▸ DIRECTIONS FOR THIS TASK
Read the records and gather each line that includes "window".

▸ INFORMATION GIVEN
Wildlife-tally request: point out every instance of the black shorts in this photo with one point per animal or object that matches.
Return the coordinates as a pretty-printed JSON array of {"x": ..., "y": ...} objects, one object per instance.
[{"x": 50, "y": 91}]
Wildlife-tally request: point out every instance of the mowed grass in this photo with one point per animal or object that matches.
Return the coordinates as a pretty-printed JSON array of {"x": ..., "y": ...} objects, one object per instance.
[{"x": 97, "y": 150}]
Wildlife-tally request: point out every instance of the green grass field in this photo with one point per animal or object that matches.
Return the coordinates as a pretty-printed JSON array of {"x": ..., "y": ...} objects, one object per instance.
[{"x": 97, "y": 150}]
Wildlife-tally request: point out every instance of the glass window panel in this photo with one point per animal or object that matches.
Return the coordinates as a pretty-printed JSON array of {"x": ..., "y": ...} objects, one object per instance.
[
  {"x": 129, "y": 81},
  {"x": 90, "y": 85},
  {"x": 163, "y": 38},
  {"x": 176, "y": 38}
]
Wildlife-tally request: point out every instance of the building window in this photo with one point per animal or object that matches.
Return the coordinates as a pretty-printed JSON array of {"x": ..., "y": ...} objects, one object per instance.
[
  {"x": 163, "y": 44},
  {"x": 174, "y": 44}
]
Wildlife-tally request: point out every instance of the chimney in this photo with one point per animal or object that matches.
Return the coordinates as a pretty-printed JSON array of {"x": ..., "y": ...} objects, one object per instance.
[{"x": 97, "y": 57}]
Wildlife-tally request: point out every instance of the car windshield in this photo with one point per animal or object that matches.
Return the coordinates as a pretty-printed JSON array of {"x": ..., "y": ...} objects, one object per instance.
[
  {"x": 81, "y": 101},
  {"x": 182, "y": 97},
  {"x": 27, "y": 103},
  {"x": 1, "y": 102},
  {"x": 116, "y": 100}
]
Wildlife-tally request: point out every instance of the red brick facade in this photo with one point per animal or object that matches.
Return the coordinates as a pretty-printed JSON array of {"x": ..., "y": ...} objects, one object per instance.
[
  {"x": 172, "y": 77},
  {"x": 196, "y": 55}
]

▸ REPLY TO THE TASK
Wildlife-tally request: point out every instance of the glass window panel in this photo with one point per animal or object that matches.
Wildlife-tally request: point out every instance of the building window in this photo with one point per animal or object that matches.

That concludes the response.